* Start TEXT EXTRACT *
## Problem Description

I have, in the below project worked on IMDB movie review sentiment classification.Each movie review is a variable sequence of words and the sentiment of each movie review must be classified.

The Large Movie Review Dataset (often referred to as the IMDB dataset) contains 25,000  movie reviews (good or bad) for training and the same amount again for testing. The problem is to determine whether a given movie review has a positive or negative sentiment.



Keras provides access to the IMDB dataset built-in. <font color='green'>The *imdb.load_data()* function allows you to load the dataset in a format that is ready for use in neural network and deep learning models.</font>

The words have been replaced by integers that indicate the ordered frequency of each word in the dataset. The sentences in each review are therefore comprised of a sequence of integers.

### Word Embedding
1. We will map each movie review as a vector, a popular technique when working with text called word embedding. This is a technique where words are encoded as real-valued vectors in a high dimensional space, where the similarity between words in terms of meaning translates to closeness in the vector space.

Keras provides a convenient way to convert positive integer representations of words into a word embedding by an **Embedding** layer.

2. We will map each word onto a 32 length real valued vector. We will also limit the total number of words that we are interested in modeling to the 5000 most frequent words, and zero out the rest. Finally, the sequence length (number of words) in each review varies, so we will constrain each review to be 500 words, truncating long reviews and pad the shorter reviews with zero values.

Now that we have defined how the data will be prepared and modeled, we are ready to develop an LSTM model to classify the sentiment of movie reviews.

### Simple LSTM for Sequence Classification
I have developed a small LSTM for the IMDB problem and achieve good accuracy.


In [6]:
import numpy as np
from keras.datasets import imdb
from keras.models import Sequential
from keras.layers import Dense
from keras.layers import LSTM
from keras.layers.embeddings import Embedding
from keras.preprocessing import sequence
# fix random seed for reproducibility
numpy.random.seed(7)

We need to load the IMDB dataset. We are constraining the dataset to the top 5,000 words. We also split the dataset into train (50%) and test (50%) sets.

In [None]:
''' Actual code is this-'''
top_words = 5000
(X_train, y_train), (X_test, y_test) = imdb.load_data(num_words=top_words)

# load the dataset but only keep the top n words, zero the rest
# But because for some reasons this couldn't be loaded, we use the code below as a trick to load the same dataset

In [8]:
# save np.load
np_load_old = np.load

# modify the default parameters of np.load
np.load = lambda *a,**k: np_load_old(*a, allow_pickle=True, **k)
* End TEXT EXTRACT *
- TASKS FOR THIS EXERCISE
**A)** Summarize the IMDB sentiment walkthrough in two sentences.
**B)** Carry the IMDB sentiment walkthrough forward from its last line.
The material after this point plays no part in the work.
* Start DATA ENTRIES *
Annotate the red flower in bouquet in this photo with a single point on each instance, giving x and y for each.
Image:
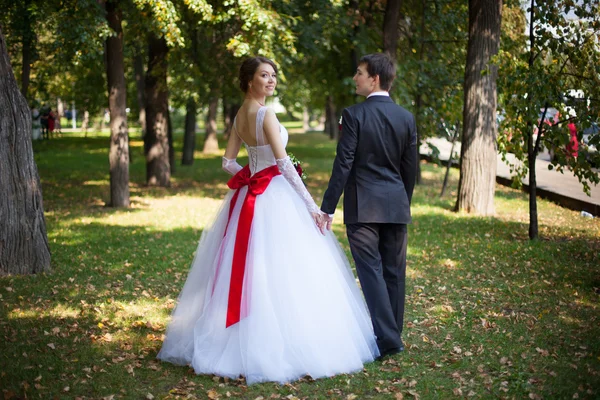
(297, 165)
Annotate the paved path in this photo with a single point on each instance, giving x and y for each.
(563, 188)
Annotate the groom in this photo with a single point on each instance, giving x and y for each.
(375, 167)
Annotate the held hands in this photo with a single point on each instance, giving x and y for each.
(323, 221)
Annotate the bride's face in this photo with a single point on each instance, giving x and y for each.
(264, 81)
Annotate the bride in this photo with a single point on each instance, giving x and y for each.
* End DATA ENTRIES *
- RESULTS BY TASK
**A)** The walkthrough classifies IMDB movie reviews as positive or negative, using the dataset built into Keras, which has 25,000 training reviews and 25,000 test reviews with words replaced by frequency-ranked integers. Each review is mapped through an Embedding layer to 32-length vectors, with the vocabulary limited to the 5,000 most frequent words and each review truncated or padded to 500 words, and a small LSTM is then developed to do the classification.

**B)**
# call load_data with allow_pickle implicitly set to true
(X_train, y_train), (X_test, y_test) = imdb.load_data(num_words=5000)

# restore np.load for future normal usage
np.load = np_load_old

 In sentiment classification Keras prefers to have all inputs of same dimension/ length.
So, i have truncated and padded the input sequences so that they are all the same length for modeling.

In [9]:
# truncate and pad input sequences
max_review_length = 500
X_train = sequence.pad_sequences(X_train, maxlen=max_review_length)
X_test = sequence.pad_sequences(X_test, maxlen=max_review_length)

## Model -

Now define, compile and fit our LSTM model.

* The first layer is the Embedded layer that uses 32 length vectors to represent each word. The next layer is the LSTM layer with 100 memory units (smart neurons).

* Finally, because this is a classification problem we use a Dense output layer with a single neuron and a sigmoid activation function to make 0 or 1 predictions for the two classes (good and bad) in the problem.

* Because it is a binary classification problem, log loss is used as the loss function (*binary_crossentropy* in Keras). The efficient ADAM optimization algorithm is used. The model is fit for only 2 epochs because it quickly overfits the problem. A large batch size of 64 reviews is used to space out weight updates.

In [10]:
# create the model
embedding_vecor_length = 32
model = Sequential()
model.add(Embedding(top_words, embedding_vecor_length, input_length=max_review_length))
# Embedding converts positive integers to a vector of fixed size (given by 2nd arg)
model.add(LSTM(100))
model.add(Dense(1, activation='sigmoid'))
model.compile(loss='binary_crossentropy', optimizer='adam', metrics=['accuracy'])
print(model.summary())
model.fit(X_train, y_train, epochs=3, batch_size=64)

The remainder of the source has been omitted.